[Input rows]:
= = =
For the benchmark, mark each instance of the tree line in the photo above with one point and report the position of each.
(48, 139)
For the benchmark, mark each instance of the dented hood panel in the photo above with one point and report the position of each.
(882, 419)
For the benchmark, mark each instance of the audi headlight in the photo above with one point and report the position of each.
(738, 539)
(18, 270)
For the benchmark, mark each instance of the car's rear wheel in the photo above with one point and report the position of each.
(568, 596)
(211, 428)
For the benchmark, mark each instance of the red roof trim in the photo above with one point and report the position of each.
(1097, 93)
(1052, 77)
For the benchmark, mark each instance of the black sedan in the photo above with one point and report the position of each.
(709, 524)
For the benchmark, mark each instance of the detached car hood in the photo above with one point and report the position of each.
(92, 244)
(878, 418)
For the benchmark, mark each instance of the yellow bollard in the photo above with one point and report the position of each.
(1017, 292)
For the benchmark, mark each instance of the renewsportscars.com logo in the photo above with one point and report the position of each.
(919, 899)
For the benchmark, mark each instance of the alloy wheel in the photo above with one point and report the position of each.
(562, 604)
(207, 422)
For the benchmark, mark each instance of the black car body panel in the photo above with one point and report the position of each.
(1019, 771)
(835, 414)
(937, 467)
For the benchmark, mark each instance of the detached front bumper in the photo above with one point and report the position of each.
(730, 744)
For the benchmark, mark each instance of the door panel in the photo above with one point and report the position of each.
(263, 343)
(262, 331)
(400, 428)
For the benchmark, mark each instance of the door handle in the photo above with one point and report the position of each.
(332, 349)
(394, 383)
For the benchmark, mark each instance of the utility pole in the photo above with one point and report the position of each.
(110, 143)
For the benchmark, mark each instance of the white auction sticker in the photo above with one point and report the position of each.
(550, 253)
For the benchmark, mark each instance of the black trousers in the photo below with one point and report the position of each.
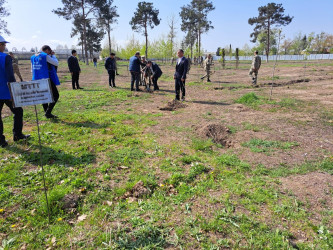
(112, 75)
(48, 107)
(135, 77)
(75, 80)
(179, 86)
(18, 118)
(154, 79)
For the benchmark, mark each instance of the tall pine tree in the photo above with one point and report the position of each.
(145, 17)
(270, 16)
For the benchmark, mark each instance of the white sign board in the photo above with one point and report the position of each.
(31, 93)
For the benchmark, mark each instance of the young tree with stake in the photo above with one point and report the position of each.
(144, 17)
(270, 15)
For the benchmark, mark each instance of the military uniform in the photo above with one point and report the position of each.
(189, 64)
(253, 73)
(208, 62)
(16, 68)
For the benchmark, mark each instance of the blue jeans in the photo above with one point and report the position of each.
(179, 86)
(135, 77)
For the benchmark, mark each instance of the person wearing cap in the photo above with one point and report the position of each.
(15, 66)
(74, 68)
(43, 65)
(256, 63)
(180, 74)
(134, 68)
(7, 75)
(155, 72)
(143, 68)
(207, 64)
(111, 67)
= = =
[Task to complete]: Please lay out the entries above as a JSON list of strings, one string per line, leaving out blank lines and the pictures.

[Response to the exercise]:
[
  "For the benchmark, mark each instance of the tree line in the photo above with one point and report the position of each.",
  "(48, 139)",
  "For the benchmark, mark each instance of the dented hood panel in the photo above with one point and report the position of each.",
  "(882, 419)",
  "For the benchmark, mark each instance of the audi headlight in the photo above with one point and report the position of each.",
  "(738, 539)",
  "(18, 270)",
  "For the benchmark, mark each instance of the car's rear wheel in the photo above with one point and report the position of each.",
  "(568, 596)",
  "(211, 428)",
  "For the benchmark, mark each instance of the red roof trim in the photo above with one point and report the position of each.",
  "(1097, 93)",
  "(1052, 77)",
  "For the benchmark, mark each instance of the black sedan in the photo above with one point and report the position of each.",
  "(709, 524)",
  "For the benchmark, mark each instance of the detached car hood in the photo above with one point and report the position of each.",
  "(92, 244)",
  "(878, 418)",
  "For the benchmark, mark each instance of the yellow bollard in the photo above with one point and report the position of each.",
  "(1017, 292)",
  "For the benchmark, mark each instance of the renewsportscars.com logo in the photo above with one point and report the position of each.",
  "(919, 899)",
  "For the benchmark, mark each instance of the alloy wheel in the photo above with one point and report the position of each.",
  "(562, 604)",
  "(207, 422)",
  "For the benchmark, mark each instance of the black car body panel in the photo above with one point and report the position of each.",
  "(1019, 771)",
  "(835, 414)",
  "(937, 467)",
  "For the benchmark, mark each instance of the detached front bumper in the photo above with one point and report the position of each.",
  "(730, 744)",
  "For the benchmark, mark each instance of the door panel in the photo above with one point and report the position of each.",
  "(263, 343)",
  "(262, 331)",
  "(400, 428)",
  "For the benchmark, mark each instance of the door handle in the photo above with one point and report the position of each.",
  "(332, 349)",
  "(394, 383)",
  "For the benchmark, mark each instance of the utility pole in the photo above with one point and report the position of each.",
  "(110, 143)",
  "For the benchmark, mark each instance of the white auction sticker in the photo above with one point and report the position of each.",
  "(550, 253)",
  "For the benchmark, mark each instance of the black trousers in the photo below with one point and report the position of each.",
  "(112, 75)",
  "(48, 107)",
  "(135, 77)",
  "(75, 80)",
  "(179, 86)",
  "(18, 118)",
  "(154, 79)",
  "For the benchmark, mark each instance of the tall pine tree in the photo above with one point and report the position of each.",
  "(145, 17)",
  "(270, 16)",
  "For the benchmark, mark each instance of the white sign board in the photo above with one point and report the position of each.",
  "(31, 93)",
  "For the benchmark, mark each instance of the young tree with stake in the photo above with one point and report the position of each.",
  "(144, 17)",
  "(270, 15)",
  "For the benchmark, mark each instance of the military uniform in the photo above with one point and report the position of each.",
  "(189, 64)",
  "(253, 73)",
  "(208, 62)",
  "(16, 68)",
  "For the benchmark, mark each instance of the blue jeans in the photo above with one point and report the position of each.",
  "(179, 86)",
  "(135, 77)",
  "For the benchmark, mark each instance of the person wearing cap in the photo above with one point and report the position of each.",
  "(15, 66)",
  "(74, 68)",
  "(43, 65)",
  "(256, 63)",
  "(180, 74)",
  "(134, 68)",
  "(7, 75)",
  "(155, 72)",
  "(143, 68)",
  "(207, 64)",
  "(111, 67)"
]